◆ 抜粋文 ◆
2016全日本選手権オムニアムフォトレポート、前回のPart 1に続き、Part 2では3種目めのエリミネーション、最終種目のポイントレースをお届けします!


◎ III. エリミネーション
★女子


3種目めのエリミネーションがスタート Photo:Takenori WAKO



総合暫定2位につけている上野みなみ(CIEL BLEU鹿屋)が4番目に脱落する予想外の展開に Photo:Takenori WAKO



暫定首位の梶原悠未(筑波大学)は危なげなくクリアしていく Photo:Takenori WAKO



梶原、橋本優弥(鹿屋体育大学)、岡本二菜(日本体育大学)の3名になり、まずは岡本が脱落 Photo:Takenori WAKO



バンクには梶原と橋本の2名が残った Photo:Takenori WAKO



先に仕掛けた梶原がそのまま橋本を引き離し、ゴール。これで梶原は3種目連続1位。総合首位のまま最後のポイントレースへ。 Photo:Takenori WAKO



エリミネーションはまさかの8位で、苦笑いの上野。総合順位も2位から5位に下がり、トップの梶原との差は22pに。 Photo:Takenori WAKO


3種目終え、暫定総合は3種目すべて1位の梶原悠未が120pで依然トップをひた走り、2位にはエリミネーションで順位を上げた橋本優弥が102pでジャンプアップ、3位鈴木奈央100p、4位古山稀絵98p、5位上野みなみ98p、6位岡本二菜88p…と続く。

◆ 提供資料 ◆
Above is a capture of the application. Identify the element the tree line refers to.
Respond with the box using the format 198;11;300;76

◆ 出題内容 ◆
- 1) 抜粋文の「バンクには梶原と橋本の2名が残った Photo:Takenori WAKO」から「6位岡本二菜88p…と続く。」までの部分を、一字一句変えずに再掲してください。
- 2) 抜粋文で、名前の後の括弧内に所属が書かれている選手をすべて、所属とともに挙げてください。
- 3) 抜粋文の「3種目終え、」で始まる段落を、主な事実を残して箇条書きに書き直してください。
答えには資料を使わず、抜粋文だけを参照すること。

◆ 解答一覧 ◆
- 1)
バンクには梶原と橋本の2名が残った Photo:Takenori WAKO



先に仕掛けた梶原がそのまま橋本を引き離し、ゴール。これで梶原は3種目連続1位。総合首位のまま最後のポイントレースへ。 Photo:Takenori WAKO



エリミネーションはまさかの8位で、苦笑いの上野。総合順位も2位から5位に下がり、トップの梶原との差は22pに。 Photo:Takenori WAKO


3種目終え、暫定総合は3種目すべて1位の梶原悠未が120pで依然トップをひた走り、2位にはエリミネーションで順位を上げた橋本優弥が102pでジャンプアップ、3位鈴木奈央100p、4位古山稀絵98p、5位上野みなみ98p、6位岡本二菜88p…と続く。

- 2)
- 上野みなみ(CIEL BLEU鹿屋)
- 梶原悠未(筑波大学)
- 橋本優弥(鹿屋体育大学)
- 岡本二菜(日本体育大学)

- 3)
3種目終了時点の暫定総合順位
- 1位:梶原悠未、120p(3種目すべて1位)
- 2位:橋本優弥、102p(エリミネーションで順位を上げた)
- 3位:鈴木奈央、100p
- 4位:古山稀絵、98p
- 5位:上野みなみ、98p
- 6位:岡本二菜、88p